### Given exercise
Copy word for word the lines of the rows below, starting with the line that contains "of the parked" and continuing through the last line of the rows.

########################################

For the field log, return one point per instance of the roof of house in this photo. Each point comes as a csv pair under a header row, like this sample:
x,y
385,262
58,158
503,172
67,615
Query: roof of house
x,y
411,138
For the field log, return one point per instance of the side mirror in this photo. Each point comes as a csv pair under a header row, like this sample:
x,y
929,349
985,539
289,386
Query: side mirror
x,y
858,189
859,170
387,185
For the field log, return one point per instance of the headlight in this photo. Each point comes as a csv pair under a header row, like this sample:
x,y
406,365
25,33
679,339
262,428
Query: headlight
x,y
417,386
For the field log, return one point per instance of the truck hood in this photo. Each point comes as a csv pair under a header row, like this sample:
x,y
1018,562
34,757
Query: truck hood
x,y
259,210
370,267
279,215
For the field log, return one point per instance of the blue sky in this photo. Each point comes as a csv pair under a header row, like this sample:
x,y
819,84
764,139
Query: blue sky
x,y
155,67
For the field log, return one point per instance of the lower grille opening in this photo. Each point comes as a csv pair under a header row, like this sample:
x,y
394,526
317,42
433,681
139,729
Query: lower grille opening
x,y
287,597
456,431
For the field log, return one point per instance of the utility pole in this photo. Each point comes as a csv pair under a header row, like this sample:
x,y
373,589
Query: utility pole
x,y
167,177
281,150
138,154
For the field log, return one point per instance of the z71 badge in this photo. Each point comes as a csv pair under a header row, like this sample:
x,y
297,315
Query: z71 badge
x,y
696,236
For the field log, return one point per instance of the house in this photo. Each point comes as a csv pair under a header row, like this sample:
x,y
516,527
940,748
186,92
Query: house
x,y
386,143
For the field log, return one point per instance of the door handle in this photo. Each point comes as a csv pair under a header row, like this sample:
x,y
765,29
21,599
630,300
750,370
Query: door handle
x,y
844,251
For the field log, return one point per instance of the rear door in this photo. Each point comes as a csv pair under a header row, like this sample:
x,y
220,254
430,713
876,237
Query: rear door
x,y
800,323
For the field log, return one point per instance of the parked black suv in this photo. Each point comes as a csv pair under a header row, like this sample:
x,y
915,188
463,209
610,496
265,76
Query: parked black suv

########################################

### Answer to this exercise
For the field log, return one point per instance of the parked black suv in this photo. Each point comes as a csv pair under a header row, like this sample:
x,y
915,188
463,209
610,496
265,76
Query: parked black suv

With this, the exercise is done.